WORK ITEM: Write out again, exactly, the lines below starting at the one with "Target: dark rocky hill" and ending at the one with "In this exercise you will pick out the rocky mountain".

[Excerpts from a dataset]

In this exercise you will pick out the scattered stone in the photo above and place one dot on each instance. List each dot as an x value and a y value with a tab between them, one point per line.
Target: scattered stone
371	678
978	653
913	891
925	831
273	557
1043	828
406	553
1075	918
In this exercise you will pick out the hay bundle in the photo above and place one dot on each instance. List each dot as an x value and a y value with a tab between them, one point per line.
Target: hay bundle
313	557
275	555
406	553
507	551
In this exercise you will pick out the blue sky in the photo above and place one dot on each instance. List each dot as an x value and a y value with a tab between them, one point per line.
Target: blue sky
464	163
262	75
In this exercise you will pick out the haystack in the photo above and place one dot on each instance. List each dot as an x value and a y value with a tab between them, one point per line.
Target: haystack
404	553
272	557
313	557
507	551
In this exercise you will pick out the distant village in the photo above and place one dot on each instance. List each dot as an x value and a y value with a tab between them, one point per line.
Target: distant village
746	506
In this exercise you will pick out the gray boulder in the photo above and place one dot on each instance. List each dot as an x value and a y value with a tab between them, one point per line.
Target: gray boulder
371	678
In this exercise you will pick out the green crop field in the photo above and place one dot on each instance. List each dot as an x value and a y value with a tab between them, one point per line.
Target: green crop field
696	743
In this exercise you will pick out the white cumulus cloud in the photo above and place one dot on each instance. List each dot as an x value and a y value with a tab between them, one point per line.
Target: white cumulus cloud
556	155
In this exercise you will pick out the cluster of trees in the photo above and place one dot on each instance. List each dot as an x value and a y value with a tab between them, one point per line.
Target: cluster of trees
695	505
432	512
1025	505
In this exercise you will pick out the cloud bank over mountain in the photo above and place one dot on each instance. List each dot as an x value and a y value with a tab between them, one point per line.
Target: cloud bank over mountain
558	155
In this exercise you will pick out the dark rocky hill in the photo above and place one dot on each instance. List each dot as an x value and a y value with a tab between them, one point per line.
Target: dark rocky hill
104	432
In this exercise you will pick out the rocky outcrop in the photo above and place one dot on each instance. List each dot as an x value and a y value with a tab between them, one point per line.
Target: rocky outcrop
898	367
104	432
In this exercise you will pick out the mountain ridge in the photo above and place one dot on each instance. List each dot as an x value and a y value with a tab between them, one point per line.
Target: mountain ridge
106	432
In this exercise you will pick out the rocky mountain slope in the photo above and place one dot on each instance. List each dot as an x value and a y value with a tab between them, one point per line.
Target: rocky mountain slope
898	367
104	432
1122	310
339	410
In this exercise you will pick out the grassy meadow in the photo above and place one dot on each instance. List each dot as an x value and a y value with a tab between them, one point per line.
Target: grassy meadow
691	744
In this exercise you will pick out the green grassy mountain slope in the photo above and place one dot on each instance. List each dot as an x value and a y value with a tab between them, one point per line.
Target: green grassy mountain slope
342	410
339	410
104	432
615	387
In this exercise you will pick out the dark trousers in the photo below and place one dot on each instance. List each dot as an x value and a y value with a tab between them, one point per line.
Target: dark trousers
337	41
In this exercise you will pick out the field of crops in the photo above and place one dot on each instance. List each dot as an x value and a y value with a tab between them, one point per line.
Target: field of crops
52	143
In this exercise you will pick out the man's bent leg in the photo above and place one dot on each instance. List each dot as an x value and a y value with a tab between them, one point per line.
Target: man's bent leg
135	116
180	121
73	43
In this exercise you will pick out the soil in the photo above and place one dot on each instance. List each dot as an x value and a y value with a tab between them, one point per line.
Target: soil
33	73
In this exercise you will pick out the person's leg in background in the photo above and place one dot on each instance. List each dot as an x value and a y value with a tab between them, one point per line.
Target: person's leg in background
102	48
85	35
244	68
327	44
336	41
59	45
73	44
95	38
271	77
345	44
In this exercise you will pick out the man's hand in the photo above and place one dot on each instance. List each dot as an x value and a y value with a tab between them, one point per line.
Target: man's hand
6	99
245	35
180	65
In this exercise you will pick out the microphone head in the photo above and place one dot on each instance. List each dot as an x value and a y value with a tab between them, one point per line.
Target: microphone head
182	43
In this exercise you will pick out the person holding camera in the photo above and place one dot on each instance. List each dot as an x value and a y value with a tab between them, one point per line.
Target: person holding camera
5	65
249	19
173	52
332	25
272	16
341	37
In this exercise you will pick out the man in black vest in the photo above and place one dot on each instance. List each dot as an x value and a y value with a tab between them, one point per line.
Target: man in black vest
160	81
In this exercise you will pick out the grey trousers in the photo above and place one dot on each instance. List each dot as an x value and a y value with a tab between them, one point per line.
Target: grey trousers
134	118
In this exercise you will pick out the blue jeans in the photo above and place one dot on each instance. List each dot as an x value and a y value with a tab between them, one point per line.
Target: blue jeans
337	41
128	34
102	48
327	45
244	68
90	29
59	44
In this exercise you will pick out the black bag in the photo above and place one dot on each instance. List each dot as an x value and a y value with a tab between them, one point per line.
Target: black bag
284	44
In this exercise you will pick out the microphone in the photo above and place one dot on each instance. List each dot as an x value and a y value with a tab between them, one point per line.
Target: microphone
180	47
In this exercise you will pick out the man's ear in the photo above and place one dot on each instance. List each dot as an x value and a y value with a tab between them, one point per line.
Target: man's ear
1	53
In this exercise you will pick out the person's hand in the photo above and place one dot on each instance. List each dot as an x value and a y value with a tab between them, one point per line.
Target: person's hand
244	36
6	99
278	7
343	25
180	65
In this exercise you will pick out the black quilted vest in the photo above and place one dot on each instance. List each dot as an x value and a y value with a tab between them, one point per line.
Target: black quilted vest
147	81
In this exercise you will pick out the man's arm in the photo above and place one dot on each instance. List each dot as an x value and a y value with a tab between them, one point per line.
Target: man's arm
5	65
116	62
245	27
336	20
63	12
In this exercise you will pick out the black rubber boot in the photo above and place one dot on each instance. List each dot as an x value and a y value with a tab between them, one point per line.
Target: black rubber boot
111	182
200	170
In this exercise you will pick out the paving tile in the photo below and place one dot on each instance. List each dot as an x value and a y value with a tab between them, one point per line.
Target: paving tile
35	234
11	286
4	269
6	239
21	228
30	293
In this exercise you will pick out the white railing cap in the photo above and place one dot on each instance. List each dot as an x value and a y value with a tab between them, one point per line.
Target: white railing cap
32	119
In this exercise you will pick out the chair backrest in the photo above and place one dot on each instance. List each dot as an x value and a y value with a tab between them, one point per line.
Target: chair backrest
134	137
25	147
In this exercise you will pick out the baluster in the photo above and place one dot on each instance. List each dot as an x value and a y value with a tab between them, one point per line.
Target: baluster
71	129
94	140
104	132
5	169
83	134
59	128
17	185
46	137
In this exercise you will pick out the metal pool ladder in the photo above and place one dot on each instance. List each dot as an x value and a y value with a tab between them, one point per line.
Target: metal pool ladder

==

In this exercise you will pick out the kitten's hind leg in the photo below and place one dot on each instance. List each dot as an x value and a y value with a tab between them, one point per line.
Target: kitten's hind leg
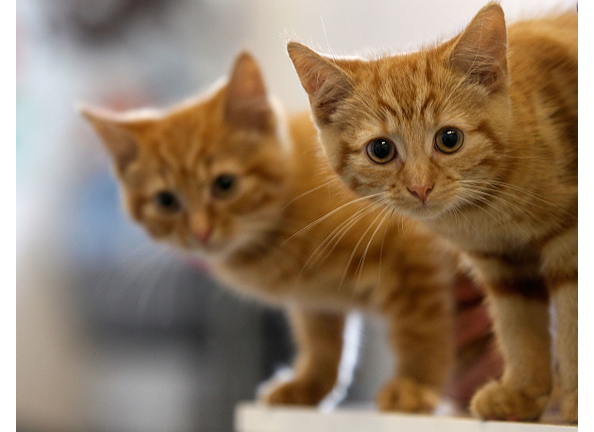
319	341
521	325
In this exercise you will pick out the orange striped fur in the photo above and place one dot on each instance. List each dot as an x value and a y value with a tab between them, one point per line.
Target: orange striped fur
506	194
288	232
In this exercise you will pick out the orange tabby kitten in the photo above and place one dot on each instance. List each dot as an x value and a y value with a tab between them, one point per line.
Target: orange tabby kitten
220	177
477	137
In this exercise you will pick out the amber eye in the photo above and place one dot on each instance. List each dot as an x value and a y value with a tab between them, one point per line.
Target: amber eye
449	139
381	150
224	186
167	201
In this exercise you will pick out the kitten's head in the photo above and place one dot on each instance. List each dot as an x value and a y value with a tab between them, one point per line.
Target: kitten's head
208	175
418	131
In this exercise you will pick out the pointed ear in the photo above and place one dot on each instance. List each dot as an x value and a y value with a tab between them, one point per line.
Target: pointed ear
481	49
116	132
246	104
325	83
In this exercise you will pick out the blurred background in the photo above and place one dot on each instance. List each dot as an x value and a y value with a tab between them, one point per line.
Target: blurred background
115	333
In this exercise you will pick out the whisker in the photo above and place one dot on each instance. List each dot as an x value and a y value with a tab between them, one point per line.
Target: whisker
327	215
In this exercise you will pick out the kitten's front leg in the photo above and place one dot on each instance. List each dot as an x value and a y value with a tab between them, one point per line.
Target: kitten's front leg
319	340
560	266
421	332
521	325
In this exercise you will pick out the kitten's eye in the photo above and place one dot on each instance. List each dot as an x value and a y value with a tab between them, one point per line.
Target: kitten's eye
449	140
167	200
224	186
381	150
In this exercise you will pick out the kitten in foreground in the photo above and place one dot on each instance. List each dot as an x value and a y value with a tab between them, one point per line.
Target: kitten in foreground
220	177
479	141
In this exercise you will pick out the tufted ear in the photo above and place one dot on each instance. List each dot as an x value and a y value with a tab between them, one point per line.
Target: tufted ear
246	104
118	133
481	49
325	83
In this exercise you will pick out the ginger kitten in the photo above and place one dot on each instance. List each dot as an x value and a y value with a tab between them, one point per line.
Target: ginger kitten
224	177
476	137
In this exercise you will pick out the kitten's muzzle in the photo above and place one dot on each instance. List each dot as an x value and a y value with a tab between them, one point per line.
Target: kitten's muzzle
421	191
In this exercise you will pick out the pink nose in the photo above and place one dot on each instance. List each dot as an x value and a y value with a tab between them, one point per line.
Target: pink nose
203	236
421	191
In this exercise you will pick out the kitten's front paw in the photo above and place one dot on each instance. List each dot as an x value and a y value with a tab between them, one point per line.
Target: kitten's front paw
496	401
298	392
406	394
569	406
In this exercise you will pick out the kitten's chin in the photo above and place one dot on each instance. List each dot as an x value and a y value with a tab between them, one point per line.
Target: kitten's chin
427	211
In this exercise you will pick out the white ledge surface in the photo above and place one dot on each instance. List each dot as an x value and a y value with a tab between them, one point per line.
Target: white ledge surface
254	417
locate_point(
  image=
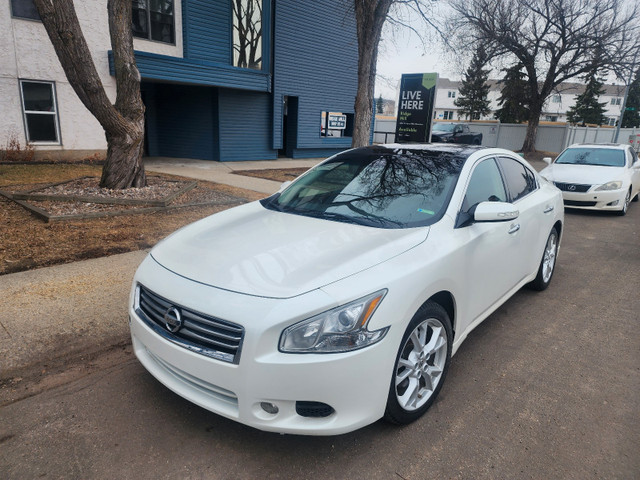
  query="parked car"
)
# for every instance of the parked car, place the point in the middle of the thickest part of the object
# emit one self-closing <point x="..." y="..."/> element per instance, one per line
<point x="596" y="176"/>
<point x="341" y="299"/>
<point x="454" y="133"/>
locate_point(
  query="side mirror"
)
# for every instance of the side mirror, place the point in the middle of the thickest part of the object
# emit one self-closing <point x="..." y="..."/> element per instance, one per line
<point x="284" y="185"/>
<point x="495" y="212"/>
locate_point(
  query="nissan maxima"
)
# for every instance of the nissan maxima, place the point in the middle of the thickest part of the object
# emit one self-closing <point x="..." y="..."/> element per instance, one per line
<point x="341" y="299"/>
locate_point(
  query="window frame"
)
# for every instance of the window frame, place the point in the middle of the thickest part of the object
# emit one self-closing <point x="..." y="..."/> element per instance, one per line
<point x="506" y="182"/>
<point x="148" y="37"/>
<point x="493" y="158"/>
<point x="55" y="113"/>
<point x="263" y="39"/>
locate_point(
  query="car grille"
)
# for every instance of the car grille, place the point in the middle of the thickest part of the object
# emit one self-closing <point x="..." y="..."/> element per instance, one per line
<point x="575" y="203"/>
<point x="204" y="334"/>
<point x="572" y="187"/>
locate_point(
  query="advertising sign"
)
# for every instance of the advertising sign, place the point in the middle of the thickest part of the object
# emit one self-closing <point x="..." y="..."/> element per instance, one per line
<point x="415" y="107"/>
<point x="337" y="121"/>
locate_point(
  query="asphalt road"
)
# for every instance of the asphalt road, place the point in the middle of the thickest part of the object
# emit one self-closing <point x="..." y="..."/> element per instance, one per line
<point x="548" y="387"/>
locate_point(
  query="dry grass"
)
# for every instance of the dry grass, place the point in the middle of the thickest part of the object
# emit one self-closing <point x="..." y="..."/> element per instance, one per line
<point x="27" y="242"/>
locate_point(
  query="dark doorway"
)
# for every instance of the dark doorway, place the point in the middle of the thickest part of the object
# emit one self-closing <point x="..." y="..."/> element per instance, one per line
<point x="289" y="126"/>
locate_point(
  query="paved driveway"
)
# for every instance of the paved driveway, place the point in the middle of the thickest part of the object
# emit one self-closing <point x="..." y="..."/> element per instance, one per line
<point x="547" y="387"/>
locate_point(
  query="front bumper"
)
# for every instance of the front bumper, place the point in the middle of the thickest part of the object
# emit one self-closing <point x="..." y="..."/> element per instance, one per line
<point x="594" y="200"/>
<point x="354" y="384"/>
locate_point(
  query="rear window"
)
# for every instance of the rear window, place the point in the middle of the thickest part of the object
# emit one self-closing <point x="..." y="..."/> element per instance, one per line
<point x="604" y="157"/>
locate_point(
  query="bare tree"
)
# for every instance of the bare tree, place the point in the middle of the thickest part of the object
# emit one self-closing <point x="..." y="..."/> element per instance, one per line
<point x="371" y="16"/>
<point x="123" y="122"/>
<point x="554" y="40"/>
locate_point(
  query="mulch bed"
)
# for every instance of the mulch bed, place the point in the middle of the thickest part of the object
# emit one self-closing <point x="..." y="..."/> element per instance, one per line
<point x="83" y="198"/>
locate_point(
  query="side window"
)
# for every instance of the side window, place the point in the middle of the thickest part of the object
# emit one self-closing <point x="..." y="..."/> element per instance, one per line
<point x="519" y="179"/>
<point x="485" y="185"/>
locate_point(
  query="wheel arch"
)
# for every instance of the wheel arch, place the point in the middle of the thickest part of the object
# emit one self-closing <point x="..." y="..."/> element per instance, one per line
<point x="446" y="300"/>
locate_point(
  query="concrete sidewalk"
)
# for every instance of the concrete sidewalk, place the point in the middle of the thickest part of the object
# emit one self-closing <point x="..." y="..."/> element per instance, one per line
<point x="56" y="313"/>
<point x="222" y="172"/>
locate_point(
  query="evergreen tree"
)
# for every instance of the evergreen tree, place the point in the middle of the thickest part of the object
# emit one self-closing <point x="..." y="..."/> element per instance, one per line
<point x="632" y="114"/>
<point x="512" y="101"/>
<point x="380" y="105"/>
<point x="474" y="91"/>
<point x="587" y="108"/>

...

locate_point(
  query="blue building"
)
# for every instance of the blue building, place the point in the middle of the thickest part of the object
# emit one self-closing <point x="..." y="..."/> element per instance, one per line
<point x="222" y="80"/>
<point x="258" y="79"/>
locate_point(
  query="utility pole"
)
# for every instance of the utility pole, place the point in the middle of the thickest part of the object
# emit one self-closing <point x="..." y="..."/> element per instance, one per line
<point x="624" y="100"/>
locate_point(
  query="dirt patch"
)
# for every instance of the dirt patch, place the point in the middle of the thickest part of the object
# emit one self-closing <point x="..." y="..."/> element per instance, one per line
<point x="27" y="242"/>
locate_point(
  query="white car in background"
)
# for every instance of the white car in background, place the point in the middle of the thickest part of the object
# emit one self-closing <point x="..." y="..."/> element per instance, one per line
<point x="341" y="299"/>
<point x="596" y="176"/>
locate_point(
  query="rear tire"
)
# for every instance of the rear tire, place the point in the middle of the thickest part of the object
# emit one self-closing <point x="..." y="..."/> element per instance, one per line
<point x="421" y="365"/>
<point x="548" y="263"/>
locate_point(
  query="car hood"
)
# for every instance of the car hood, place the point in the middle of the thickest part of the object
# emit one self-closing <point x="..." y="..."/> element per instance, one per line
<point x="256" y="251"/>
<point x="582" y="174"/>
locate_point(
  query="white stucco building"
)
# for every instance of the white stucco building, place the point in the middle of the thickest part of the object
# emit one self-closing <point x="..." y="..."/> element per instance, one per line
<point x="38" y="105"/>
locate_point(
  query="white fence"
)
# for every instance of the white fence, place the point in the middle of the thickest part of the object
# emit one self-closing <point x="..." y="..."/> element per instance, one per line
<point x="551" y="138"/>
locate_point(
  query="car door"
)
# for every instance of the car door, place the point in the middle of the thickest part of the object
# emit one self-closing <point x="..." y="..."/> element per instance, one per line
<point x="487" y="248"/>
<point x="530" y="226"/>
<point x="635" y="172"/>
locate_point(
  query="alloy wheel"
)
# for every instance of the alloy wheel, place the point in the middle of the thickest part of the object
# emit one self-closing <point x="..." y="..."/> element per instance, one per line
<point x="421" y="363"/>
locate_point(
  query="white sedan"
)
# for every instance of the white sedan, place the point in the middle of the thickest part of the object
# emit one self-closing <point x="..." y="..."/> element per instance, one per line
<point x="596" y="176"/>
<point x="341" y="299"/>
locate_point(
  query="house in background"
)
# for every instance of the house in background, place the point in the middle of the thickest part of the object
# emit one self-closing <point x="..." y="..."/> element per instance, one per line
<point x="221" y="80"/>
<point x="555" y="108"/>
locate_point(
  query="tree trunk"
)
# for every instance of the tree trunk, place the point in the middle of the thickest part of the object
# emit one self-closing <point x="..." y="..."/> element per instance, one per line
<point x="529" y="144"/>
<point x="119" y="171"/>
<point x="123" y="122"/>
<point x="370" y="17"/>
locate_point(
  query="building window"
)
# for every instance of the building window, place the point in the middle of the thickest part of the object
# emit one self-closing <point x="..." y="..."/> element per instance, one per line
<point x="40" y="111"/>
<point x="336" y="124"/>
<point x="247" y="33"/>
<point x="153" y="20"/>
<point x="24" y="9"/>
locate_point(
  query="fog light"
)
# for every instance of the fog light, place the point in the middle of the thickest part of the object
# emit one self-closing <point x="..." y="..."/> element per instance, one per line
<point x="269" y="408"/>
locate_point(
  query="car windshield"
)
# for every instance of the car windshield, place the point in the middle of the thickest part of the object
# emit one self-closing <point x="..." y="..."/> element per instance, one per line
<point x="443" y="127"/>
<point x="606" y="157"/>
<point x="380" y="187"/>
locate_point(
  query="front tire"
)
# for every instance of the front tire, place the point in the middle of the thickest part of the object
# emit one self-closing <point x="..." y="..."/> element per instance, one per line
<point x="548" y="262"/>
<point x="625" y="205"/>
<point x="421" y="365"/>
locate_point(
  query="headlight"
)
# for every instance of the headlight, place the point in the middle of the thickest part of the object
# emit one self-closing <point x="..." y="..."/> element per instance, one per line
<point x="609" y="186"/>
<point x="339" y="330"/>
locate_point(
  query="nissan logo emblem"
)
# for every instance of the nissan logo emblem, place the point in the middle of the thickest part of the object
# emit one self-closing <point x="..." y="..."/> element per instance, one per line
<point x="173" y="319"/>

ANSWER SPACE:
Target: dark rocky hill
104	432
In this exercise you will pick out the rocky outcrop in the photo above and place one dot on each instance. List each dot as an x value and a y value with a tab between them, one point per line.
Target: rocky outcrop
898	367
104	432
In this exercise you will pick out the mountain ridge in the photo above and place one dot on each instance. List each dot as an x value and a y value with a tab between them, one point per line.
Target: mountain ridge
106	432
In this exercise you will pick out the rocky mountain slope in the photo above and place one dot on each instance. List each dot as an x value and a y value with a tab between them, one point per line.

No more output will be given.